- **Exercise directions**:
Please output the lines shown below exactly as they appear.

- **Position annotation records**:
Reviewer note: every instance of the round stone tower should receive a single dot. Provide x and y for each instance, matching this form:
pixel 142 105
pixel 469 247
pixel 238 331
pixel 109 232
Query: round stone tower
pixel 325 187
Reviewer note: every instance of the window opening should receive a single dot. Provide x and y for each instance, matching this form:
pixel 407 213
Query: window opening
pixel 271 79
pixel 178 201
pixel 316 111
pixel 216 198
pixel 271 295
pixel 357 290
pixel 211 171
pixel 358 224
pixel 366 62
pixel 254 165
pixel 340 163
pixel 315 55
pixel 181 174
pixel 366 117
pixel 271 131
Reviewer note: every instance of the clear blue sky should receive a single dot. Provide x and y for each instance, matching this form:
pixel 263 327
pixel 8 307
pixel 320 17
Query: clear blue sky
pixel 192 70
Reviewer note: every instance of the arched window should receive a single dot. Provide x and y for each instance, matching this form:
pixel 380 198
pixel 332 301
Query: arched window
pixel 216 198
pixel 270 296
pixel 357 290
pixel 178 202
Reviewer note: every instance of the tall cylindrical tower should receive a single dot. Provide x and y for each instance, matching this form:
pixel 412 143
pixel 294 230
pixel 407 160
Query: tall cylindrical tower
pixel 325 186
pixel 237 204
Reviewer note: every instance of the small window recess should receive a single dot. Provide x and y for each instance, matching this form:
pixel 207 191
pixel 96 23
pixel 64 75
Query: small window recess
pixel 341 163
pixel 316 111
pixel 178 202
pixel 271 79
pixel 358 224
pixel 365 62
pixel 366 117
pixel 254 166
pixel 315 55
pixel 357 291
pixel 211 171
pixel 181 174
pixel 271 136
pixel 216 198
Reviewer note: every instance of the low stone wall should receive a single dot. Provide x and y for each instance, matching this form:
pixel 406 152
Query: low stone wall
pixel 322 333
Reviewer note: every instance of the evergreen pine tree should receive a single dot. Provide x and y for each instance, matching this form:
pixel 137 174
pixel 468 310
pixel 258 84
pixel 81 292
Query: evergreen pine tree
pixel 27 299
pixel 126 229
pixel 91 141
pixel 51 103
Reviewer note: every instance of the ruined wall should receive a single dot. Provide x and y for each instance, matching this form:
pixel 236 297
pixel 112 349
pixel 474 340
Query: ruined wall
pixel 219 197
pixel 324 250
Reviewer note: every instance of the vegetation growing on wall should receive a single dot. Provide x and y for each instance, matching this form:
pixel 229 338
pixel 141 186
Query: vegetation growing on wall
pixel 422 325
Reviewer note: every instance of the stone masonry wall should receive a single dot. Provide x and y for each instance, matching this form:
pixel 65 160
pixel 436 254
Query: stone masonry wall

- **The output**:
Reviewer note: every instance of the round stone tower should receive a single dot. Provide x and y for each instance, matching this form:
pixel 142 105
pixel 469 247
pixel 238 331
pixel 109 232
Query: round stone tower
pixel 325 187
Reviewer note: every instance of the window opening should receive a single dot. Provide x and y for each instance, matching this form:
pixel 407 213
Query: window opening
pixel 271 79
pixel 178 201
pixel 316 111
pixel 216 198
pixel 271 295
pixel 357 290
pixel 211 171
pixel 358 224
pixel 366 62
pixel 254 165
pixel 340 163
pixel 315 55
pixel 181 174
pixel 366 117
pixel 271 131
Reviewer note: every instance of the clear blue sky should receive a single dot. Provide x and y for each instance, matching this form:
pixel 263 327
pixel 8 307
pixel 320 17
Query: clear blue sky
pixel 192 70
Reviewer note: every instance of the arched window should receive a single dot. Provide x and y for each instance, matching this form:
pixel 380 198
pixel 332 301
Query: arched window
pixel 216 198
pixel 270 296
pixel 357 290
pixel 178 202
Reviewer note: every instance of the tall cylindrical tower should receive a single dot. Provide x and y for each instance, matching this form:
pixel 412 143
pixel 294 230
pixel 407 160
Query: tall cylindrical tower
pixel 325 186
pixel 237 204
Reviewer note: every instance of the small window recess should receive a single dot. Provide x and y for each instance, matching this form:
pixel 207 191
pixel 96 23
pixel 64 75
Query: small window recess
pixel 341 163
pixel 316 111
pixel 178 202
pixel 271 79
pixel 358 224
pixel 365 62
pixel 366 117
pixel 254 166
pixel 315 55
pixel 357 291
pixel 211 171
pixel 181 174
pixel 271 136
pixel 216 198
Reviewer note: every instance of the low stone wall should receive a single dot. Provide x and y for each instance, matching this form:
pixel 406 152
Query: low stone wall
pixel 322 333
Reviewer note: every instance of the evergreen pine tree should receive a single dot. Provide x and y for each instance, matching this form:
pixel 137 174
pixel 468 310
pixel 258 84
pixel 81 292
Query: evergreen pine tree
pixel 27 299
pixel 126 229
pixel 91 141
pixel 51 103
Reviewer note: every instance of the ruined wall should receive a single dot. Provide x and y for each instance, matching this form:
pixel 236 297
pixel 112 349
pixel 474 340
Query: ruined wall
pixel 219 197
pixel 324 250
Reviewer note: every instance of the vegetation growing on wall should receive a single dot. Provide x and y for each instance, matching this form:
pixel 229 338
pixel 141 186
Query: vegetation growing on wall
pixel 422 325
Reviewer note: every instance of the stone masonry wall should receive a single dot. Provide x and y for each instance, matching this form:
pixel 65 160
pixel 436 254
Query: stone masonry wall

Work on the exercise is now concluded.